Duplicate the lines of the entries below, from the line containing "dark soil fill -> outline each instance" through the end of the entries, inclusive, without any changes. Leave the pictures out of your copy.

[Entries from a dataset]

--------------------------------

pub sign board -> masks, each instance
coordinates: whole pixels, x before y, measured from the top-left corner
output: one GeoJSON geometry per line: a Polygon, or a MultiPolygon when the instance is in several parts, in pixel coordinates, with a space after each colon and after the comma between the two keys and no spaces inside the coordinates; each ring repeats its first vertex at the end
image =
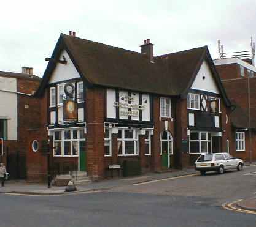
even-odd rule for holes
{"type": "Polygon", "coordinates": [[[4,155],[4,140],[0,138],[0,155],[4,155]]]}

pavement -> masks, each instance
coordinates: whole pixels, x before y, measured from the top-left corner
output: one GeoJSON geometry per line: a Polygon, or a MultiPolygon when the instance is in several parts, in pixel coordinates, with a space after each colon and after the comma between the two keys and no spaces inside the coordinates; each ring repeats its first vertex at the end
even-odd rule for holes
{"type": "MultiPolygon", "coordinates": [[[[254,165],[256,165],[256,162],[245,163],[246,166],[254,165]]],[[[199,174],[198,172],[196,171],[193,168],[187,168],[182,170],[173,169],[171,171],[161,173],[148,173],[144,175],[129,177],[108,179],[99,182],[91,182],[86,185],[76,186],[77,190],[76,192],[65,192],[66,187],[52,186],[51,188],[48,188],[47,184],[31,184],[28,183],[25,180],[9,180],[6,182],[4,187],[0,187],[0,193],[14,193],[28,195],[68,195],[90,191],[104,191],[115,188],[122,188],[128,185],[139,184],[144,182],[146,183],[147,182],[196,174],[199,174]]],[[[246,204],[248,202],[244,203],[241,206],[245,206],[244,204],[246,204]]]]}

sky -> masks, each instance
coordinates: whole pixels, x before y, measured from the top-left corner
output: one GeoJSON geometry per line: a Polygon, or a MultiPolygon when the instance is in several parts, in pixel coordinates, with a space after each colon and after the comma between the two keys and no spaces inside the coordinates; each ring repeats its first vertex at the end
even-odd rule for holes
{"type": "Polygon", "coordinates": [[[140,51],[150,39],[155,56],[208,45],[250,50],[256,40],[255,0],[23,0],[1,4],[0,71],[33,67],[42,77],[60,33],[140,51]]]}

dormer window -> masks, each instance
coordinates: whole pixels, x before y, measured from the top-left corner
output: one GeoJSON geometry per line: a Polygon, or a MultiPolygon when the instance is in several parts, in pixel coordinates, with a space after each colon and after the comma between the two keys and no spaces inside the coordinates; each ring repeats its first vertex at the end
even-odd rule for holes
{"type": "Polygon", "coordinates": [[[188,93],[187,97],[187,108],[200,110],[200,97],[198,94],[188,93]]]}

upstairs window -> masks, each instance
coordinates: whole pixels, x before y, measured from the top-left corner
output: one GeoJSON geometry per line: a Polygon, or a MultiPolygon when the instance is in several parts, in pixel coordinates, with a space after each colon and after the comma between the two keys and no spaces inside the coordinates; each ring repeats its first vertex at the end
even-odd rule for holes
{"type": "Polygon", "coordinates": [[[240,75],[242,77],[244,77],[244,68],[240,65],[240,75]]]}
{"type": "Polygon", "coordinates": [[[64,84],[58,86],[58,104],[63,104],[64,84]]]}
{"type": "Polygon", "coordinates": [[[246,151],[246,136],[244,132],[236,132],[236,151],[246,151]]]}
{"type": "Polygon", "coordinates": [[[0,119],[0,138],[2,138],[4,140],[7,140],[7,119],[0,119]]]}
{"type": "Polygon", "coordinates": [[[77,102],[84,102],[83,82],[77,83],[77,102]]]}
{"type": "Polygon", "coordinates": [[[56,88],[50,88],[50,107],[55,106],[56,105],[56,88]]]}
{"type": "Polygon", "coordinates": [[[161,117],[171,117],[171,99],[160,98],[160,116],[161,117]]]}
{"type": "Polygon", "coordinates": [[[187,97],[187,108],[190,109],[200,110],[198,94],[188,93],[187,97]]]}

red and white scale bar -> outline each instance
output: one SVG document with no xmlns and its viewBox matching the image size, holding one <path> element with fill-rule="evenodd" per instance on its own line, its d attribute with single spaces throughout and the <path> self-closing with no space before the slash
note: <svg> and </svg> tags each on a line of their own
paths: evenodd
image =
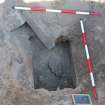
<svg viewBox="0 0 105 105">
<path fill-rule="evenodd" d="M 80 24 L 81 24 L 81 30 L 82 30 L 82 44 L 85 48 L 86 57 L 87 57 L 87 60 L 86 60 L 87 61 L 87 68 L 88 68 L 88 72 L 90 74 L 91 84 L 93 87 L 92 94 L 93 94 L 93 97 L 96 99 L 97 98 L 97 92 L 96 92 L 96 85 L 95 85 L 95 80 L 94 80 L 94 75 L 93 75 L 93 64 L 92 64 L 92 60 L 91 60 L 90 55 L 89 55 L 89 50 L 88 50 L 88 46 L 87 46 L 87 33 L 84 30 L 83 20 L 80 20 Z"/>
<path fill-rule="evenodd" d="M 92 16 L 101 16 L 100 12 L 83 12 L 83 11 L 75 11 L 75 10 L 56 10 L 56 9 L 47 9 L 47 8 L 30 8 L 30 7 L 18 7 L 15 6 L 14 9 L 17 10 L 26 10 L 32 12 L 53 12 L 53 13 L 63 13 L 63 14 L 74 14 L 74 15 L 92 15 Z"/>
</svg>

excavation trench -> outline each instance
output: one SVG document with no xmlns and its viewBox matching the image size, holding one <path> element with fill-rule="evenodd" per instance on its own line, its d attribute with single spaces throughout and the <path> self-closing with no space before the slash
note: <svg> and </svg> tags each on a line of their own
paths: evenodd
<svg viewBox="0 0 105 105">
<path fill-rule="evenodd" d="M 76 75 L 69 41 L 60 42 L 51 50 L 42 47 L 37 55 L 35 53 L 33 57 L 35 89 L 45 88 L 55 91 L 57 88 L 76 88 Z"/>
</svg>

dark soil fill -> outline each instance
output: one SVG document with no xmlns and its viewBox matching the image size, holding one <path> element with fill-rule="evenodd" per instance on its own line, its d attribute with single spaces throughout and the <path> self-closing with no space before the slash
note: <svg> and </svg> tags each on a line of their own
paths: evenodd
<svg viewBox="0 0 105 105">
<path fill-rule="evenodd" d="M 59 43 L 51 50 L 40 49 L 34 56 L 34 86 L 49 91 L 76 87 L 70 42 Z"/>
</svg>

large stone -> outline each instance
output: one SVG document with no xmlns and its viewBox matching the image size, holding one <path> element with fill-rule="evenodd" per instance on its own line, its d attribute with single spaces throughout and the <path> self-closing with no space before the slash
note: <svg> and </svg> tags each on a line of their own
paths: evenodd
<svg viewBox="0 0 105 105">
<path fill-rule="evenodd" d="M 2 27 L 6 31 L 13 31 L 18 27 L 22 26 L 25 23 L 25 18 L 18 11 L 14 11 L 12 6 L 14 6 L 15 1 L 5 1 L 4 4 L 1 4 L 2 7 Z M 1 11 L 1 12 L 2 12 Z"/>
<path fill-rule="evenodd" d="M 21 6 L 22 3 L 19 3 L 18 5 Z M 23 5 L 53 9 L 89 10 L 88 3 L 81 2 L 80 0 L 58 0 L 54 2 L 40 2 L 33 4 L 23 3 Z M 74 26 L 80 19 L 80 16 L 59 13 L 32 13 L 23 11 L 23 14 L 39 39 L 49 49 L 55 46 L 57 39 L 61 36 L 71 35 Z"/>
</svg>

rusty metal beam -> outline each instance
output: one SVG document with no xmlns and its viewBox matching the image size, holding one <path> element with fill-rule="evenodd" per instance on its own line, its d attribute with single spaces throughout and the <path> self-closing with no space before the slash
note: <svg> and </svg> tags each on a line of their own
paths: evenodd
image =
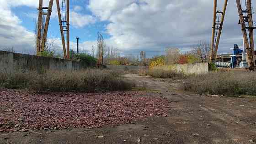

--------------------------------

**Written answer**
dark soil fill -> outline each instance
output: one SVG document with no xmlns and its viewBox matching the image size, holding one <path> element with fill-rule="evenodd" per instance on its own line, its d attribute with single spaces throughout and the <path> self-closing with no space before the slash
note: <svg> and </svg> tags each on a line of their own
paths: evenodd
<svg viewBox="0 0 105 105">
<path fill-rule="evenodd" d="M 59 43 L 51 50 L 40 49 L 34 56 L 34 86 L 49 91 L 76 87 L 70 42 Z"/>
</svg>

large stone -> outline each instance
output: one SVG document with no xmlns and its viewBox matching the image size, holding one <path> element with fill-rule="evenodd" per instance on its own line, its d attribute with single spaces throughout and the <path> self-closing with no space before the slash
note: <svg> and </svg> tags each on a line of their own
paths: evenodd
<svg viewBox="0 0 105 105">
<path fill-rule="evenodd" d="M 2 27 L 6 31 L 13 31 L 18 27 L 22 26 L 25 23 L 25 18 L 18 11 L 14 11 L 12 6 L 14 6 L 15 1 L 5 1 L 4 4 L 1 4 L 2 7 Z M 1 11 L 1 12 L 2 12 Z"/>
<path fill-rule="evenodd" d="M 21 6 L 22 3 L 19 3 L 18 5 Z M 23 5 L 53 9 L 89 10 L 88 3 L 81 2 L 80 0 L 58 0 L 54 2 L 40 2 L 33 4 L 23 3 Z M 74 26 L 80 19 L 80 16 L 59 13 L 32 13 L 23 11 L 23 14 L 39 39 L 49 49 L 55 46 L 57 39 L 61 36 L 71 35 Z"/>
</svg>

rusty metal beam -> outline each instance
output: one SVG document with no xmlns and its viewBox matching the image size, holding one <path> element with fill-rule="evenodd" per instance on its own line, its d attribute with single spaces throughout and the <path> self-closing with no space before the slash
note: <svg> and </svg> tags each on a line of their own
paths: evenodd
image =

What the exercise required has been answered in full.